The abstract of the paper:
The high–low latitude climate interplay during the Plio–Pleistocene global cooling is not yet well understood.
Insight on the Mediterranean region can provide some clues about past significant climate changes since the basin reflects the climate dynamics of both high-latitude and low-latitude regions, being connected to the North Atlantic and subjected to monsoon influence. Here we shade light on this connection problem by performing a spectral analysis on an Eastern Mediterranean stack of planktonic records spanning the last 5 Ma and by further comparing it to North Atlantic and Pacific deep- and surface-water records. Our main conclusion is that the Mediterranean detected the main global climate transitions over the last 5 Myr although sapropel depositions indicate that it remained influenced by the African summer monsoon during the whole interval. Our analysis reveals that until 2.2 Ma the Mediterranean planktonic record is driven by regional processes dominated by precession.
###
## GIVEN TASK A
From the Mediterranean climate abstract, set down the passage between "Insight on the" and "dominated by precession.", inclusive.
## GIVEN TASK B
In the Mediterranean climate abstract, what period does the Eastern Mediterranean stack of planktonic records span?
## GIVEN TASK C
Extend the Mediterranean climate abstract, picking up after its final sentence.

## PROVIDED MATERIAL
###
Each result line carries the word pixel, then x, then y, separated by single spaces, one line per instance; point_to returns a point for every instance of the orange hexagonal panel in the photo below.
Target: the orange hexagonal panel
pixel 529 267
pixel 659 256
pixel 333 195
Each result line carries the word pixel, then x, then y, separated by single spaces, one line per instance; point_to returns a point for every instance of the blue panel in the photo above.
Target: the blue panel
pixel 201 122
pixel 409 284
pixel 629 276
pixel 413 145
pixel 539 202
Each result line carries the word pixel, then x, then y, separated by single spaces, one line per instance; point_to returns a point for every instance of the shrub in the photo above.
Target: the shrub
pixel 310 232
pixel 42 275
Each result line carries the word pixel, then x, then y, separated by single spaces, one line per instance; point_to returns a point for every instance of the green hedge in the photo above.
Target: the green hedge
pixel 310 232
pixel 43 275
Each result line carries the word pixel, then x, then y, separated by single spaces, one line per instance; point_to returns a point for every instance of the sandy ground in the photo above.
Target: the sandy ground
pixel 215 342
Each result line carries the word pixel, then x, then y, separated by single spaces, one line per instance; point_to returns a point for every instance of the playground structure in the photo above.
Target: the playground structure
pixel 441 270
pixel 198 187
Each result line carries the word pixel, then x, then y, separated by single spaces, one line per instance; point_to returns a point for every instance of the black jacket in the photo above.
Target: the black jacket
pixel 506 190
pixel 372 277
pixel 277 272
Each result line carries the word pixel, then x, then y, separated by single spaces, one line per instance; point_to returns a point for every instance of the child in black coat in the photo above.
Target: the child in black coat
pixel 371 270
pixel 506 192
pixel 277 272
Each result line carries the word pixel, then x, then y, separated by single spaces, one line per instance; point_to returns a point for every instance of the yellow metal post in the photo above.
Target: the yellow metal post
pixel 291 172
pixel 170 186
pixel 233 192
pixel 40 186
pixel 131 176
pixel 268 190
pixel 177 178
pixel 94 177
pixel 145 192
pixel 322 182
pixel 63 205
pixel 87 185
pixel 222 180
###
## TASK ANSWER A
Insight on the Mediterranean region can provide some clues about past significant climate changes since the basin reflects the climate dynamics of both high-latitude and low-latitude regions, being connected to the North Atlantic and subjected to monsoon influence. Here we shade light on this connection problem by performing a spectral analysis on an Eastern Mediterranean stack of planktonic records spanning the last 5 Ma and by further comparing it to North Atlantic and Pacific deep- and surface-water records. Our main conclusion is that the Mediterranean detected the main global climate transitions over the last 5 Myr although sapropel depositions indicate that it remained influenced by the African summer monsoon during the whole interval. Our analysis reveals that until 2.2 Ma the Mediterranean planktonic record is driven by regional processes dominated by precession.

## TASK ANSWER B
The last 5 Ma.

## TASK ANSWER C
The progressive emergence of the 41-kyr frequency in the Mediterranean records around 2.8 Ma suggests that, since this date, the Mediterranean was more and more affected by the high-latitude climate dynamics forcing than by the low-latitude one. Moreover, during the ongoing Plio–Pleistocene cooling, the 41-kyr frequency signal in the Mediterranean records anticipated high-latitude deep-water response to the intensification of the Northern Hemisphere Glaciations (NHG) and lagged the signal in tropical latitudes. Finally, toward 1.2 Ma the results suggest that the progressive shift from the 41-kyr to the 100-kyr frequency was led by the northern high latitudes. Overall, our results confirm that the Mediterranean is an ideal site to study the interplay between high and low latitude climates.